WORK TO COMPLETE:
Only one stretch of the data is wanted: the line containing "hmm trying to figure out where the horizontal lap", the line containing "hmm trying to figure out where the tree", and every line between them, copied exactly.

DATA PROVIDED:
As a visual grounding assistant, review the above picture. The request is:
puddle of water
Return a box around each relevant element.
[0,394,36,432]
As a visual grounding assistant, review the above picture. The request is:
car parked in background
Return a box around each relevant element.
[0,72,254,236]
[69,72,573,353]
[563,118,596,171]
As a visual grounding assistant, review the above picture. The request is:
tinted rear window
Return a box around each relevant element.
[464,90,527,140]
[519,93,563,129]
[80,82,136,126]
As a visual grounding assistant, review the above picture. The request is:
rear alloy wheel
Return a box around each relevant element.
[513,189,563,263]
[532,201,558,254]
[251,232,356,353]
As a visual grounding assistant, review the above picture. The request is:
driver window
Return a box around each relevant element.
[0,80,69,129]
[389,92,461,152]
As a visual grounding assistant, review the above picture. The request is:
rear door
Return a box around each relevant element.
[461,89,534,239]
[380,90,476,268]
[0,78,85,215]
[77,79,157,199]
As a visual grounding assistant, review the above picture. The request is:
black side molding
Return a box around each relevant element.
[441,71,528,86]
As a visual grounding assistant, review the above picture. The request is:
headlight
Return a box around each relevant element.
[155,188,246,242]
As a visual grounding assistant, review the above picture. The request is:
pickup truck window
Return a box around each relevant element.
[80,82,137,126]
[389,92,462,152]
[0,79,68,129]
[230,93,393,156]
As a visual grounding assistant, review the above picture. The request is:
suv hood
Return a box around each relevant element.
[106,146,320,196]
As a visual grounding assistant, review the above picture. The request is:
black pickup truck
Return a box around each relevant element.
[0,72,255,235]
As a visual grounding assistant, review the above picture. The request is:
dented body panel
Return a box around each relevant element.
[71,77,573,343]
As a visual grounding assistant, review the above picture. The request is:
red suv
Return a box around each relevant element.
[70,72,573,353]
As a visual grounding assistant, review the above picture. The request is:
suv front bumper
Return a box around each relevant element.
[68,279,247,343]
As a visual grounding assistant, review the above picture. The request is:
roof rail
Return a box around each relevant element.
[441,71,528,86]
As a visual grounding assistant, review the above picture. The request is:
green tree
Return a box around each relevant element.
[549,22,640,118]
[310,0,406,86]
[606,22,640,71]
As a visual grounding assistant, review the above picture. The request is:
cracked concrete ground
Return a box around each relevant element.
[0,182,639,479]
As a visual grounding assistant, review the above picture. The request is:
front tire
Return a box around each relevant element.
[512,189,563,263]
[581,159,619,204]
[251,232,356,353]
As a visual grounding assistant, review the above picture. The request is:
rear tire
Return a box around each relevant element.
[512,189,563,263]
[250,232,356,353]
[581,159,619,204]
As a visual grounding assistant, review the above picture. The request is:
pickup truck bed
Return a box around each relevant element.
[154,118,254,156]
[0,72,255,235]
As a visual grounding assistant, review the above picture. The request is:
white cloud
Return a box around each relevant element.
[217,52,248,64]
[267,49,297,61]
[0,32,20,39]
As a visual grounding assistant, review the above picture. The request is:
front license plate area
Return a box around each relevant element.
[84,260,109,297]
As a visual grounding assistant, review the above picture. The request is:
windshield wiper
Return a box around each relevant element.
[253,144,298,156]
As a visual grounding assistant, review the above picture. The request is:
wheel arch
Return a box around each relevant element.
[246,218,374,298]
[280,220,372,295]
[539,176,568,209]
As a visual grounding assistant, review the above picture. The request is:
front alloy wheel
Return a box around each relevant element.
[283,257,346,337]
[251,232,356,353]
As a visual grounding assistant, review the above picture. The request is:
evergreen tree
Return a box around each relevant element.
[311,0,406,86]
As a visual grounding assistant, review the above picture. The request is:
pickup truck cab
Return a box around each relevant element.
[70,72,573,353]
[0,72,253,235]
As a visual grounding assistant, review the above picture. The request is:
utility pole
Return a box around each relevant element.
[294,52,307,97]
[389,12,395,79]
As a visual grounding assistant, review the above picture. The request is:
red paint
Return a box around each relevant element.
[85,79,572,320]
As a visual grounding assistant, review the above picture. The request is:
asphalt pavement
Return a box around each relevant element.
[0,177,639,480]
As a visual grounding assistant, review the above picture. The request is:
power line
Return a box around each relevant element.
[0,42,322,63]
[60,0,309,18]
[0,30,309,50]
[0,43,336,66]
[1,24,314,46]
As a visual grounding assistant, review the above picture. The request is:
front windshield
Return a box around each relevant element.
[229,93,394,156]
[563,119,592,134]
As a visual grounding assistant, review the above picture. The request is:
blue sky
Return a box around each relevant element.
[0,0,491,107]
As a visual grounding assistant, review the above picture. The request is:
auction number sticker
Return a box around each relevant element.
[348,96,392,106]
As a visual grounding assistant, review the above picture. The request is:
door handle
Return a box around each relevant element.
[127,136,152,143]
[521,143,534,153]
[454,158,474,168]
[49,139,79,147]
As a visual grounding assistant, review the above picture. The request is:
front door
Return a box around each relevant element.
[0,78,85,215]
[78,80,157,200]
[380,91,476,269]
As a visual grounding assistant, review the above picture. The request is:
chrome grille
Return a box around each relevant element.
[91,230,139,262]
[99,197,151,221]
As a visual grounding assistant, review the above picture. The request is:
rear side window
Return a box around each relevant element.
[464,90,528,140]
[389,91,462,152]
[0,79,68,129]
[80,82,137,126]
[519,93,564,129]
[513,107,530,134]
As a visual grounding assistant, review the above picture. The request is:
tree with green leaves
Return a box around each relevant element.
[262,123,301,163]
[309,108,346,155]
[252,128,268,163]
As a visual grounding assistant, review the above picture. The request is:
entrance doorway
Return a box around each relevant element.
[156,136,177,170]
---
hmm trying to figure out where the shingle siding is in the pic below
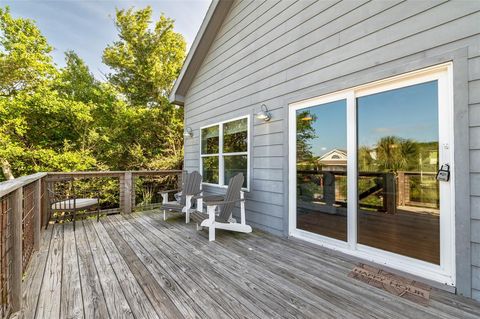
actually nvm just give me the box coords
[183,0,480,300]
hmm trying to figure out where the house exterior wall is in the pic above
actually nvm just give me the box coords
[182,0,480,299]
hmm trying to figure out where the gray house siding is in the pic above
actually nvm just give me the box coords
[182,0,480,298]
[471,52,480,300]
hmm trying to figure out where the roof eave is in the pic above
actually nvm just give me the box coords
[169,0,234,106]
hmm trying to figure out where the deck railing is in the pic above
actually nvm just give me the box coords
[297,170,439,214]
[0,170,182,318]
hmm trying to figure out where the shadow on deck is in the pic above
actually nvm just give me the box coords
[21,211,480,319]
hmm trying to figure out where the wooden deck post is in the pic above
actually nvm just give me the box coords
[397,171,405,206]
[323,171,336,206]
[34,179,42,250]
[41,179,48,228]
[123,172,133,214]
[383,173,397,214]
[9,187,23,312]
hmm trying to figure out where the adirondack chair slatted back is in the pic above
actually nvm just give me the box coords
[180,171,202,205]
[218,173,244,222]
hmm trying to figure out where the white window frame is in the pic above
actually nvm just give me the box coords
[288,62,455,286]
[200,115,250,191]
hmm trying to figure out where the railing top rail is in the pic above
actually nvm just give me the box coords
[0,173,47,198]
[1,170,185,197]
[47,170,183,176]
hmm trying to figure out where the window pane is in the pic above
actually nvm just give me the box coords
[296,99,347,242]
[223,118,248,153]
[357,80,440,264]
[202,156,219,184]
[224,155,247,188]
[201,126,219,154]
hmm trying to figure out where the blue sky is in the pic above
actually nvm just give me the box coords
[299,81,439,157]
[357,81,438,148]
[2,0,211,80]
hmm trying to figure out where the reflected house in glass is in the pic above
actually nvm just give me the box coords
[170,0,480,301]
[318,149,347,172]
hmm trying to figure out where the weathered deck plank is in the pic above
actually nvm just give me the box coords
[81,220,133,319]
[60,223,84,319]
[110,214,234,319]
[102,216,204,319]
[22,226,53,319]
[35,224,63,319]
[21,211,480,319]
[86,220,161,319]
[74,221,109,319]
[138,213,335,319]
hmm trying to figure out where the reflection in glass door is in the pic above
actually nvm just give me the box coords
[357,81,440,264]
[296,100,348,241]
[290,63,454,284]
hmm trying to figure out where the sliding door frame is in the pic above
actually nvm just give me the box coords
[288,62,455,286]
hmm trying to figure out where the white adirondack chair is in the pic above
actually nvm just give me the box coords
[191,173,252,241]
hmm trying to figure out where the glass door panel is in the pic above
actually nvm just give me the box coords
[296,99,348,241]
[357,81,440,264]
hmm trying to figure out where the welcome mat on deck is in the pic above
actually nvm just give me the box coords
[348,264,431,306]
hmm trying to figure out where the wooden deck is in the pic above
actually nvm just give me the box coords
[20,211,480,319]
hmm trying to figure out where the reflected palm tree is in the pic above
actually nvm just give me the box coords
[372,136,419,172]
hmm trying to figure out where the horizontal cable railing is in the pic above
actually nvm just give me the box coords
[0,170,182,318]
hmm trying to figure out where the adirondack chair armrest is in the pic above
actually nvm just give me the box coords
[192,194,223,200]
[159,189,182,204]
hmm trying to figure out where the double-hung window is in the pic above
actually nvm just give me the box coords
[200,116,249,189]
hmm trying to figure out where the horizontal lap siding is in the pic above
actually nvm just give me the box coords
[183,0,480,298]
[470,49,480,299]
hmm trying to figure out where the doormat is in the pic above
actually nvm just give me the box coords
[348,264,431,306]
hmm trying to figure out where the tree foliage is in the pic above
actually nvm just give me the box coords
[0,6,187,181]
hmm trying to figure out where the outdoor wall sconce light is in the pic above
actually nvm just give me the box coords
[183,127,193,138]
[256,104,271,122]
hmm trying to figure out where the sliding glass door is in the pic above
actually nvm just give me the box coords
...
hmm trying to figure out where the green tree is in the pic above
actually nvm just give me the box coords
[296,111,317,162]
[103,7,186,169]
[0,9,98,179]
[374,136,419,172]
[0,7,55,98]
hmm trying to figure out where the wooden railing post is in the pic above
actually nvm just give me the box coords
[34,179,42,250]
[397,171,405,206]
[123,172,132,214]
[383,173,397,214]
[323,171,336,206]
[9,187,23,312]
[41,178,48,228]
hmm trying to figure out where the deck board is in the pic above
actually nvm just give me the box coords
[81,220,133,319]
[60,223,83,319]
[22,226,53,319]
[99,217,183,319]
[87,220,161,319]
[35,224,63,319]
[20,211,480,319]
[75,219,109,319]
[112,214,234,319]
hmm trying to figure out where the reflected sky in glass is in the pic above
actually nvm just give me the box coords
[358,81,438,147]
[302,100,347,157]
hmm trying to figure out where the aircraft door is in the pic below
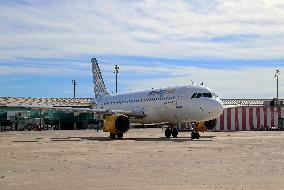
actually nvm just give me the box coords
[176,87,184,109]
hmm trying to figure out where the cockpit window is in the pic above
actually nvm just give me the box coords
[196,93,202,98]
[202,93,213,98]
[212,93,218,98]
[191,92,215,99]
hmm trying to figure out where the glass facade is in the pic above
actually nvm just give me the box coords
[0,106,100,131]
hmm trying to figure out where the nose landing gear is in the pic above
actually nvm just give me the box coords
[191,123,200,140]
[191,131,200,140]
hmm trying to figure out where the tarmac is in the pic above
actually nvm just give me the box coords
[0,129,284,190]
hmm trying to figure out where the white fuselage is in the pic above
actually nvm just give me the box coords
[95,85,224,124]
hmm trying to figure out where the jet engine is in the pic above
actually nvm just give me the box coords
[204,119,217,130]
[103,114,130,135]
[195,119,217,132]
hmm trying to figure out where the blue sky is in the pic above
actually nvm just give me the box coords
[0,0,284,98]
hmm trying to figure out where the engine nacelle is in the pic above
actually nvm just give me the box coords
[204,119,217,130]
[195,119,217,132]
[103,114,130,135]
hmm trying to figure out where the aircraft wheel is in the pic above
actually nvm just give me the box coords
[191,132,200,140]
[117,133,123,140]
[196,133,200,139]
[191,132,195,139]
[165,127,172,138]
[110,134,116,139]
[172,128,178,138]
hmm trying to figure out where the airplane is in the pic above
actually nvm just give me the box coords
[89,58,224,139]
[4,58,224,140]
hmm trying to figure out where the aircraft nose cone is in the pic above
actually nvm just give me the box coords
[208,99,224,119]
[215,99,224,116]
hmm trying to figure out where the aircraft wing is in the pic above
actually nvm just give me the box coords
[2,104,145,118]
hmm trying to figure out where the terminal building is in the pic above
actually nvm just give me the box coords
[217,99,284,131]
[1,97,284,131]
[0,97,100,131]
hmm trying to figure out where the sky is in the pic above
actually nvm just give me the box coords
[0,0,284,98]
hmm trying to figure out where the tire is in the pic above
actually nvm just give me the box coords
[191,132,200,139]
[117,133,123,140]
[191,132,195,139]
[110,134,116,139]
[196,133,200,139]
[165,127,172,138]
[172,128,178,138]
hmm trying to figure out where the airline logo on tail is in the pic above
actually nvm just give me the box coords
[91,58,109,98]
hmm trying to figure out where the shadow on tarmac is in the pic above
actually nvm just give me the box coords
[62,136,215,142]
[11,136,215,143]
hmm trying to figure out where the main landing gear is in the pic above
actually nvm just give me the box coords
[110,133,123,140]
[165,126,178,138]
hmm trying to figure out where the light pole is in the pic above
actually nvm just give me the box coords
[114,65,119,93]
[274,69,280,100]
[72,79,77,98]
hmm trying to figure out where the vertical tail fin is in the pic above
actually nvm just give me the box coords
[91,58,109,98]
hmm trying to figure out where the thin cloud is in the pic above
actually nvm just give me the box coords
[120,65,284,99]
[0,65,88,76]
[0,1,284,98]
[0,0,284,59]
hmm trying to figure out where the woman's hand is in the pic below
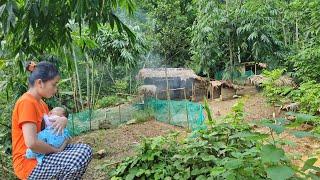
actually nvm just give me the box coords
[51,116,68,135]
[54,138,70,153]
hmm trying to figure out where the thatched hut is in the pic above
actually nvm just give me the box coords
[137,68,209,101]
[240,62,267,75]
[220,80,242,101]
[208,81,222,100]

RESPONSE AREA:
hmm trying to figure out where the horizontal lap siding is in the pic above
actually nvm just give me the box coords
[183,0,480,298]
[470,49,480,299]
hmm trying to figure out where the doormat is in the pic above
actually nvm just give me the box coords
[348,264,431,306]
hmm trying to figure out where the tree foliage is in the pic above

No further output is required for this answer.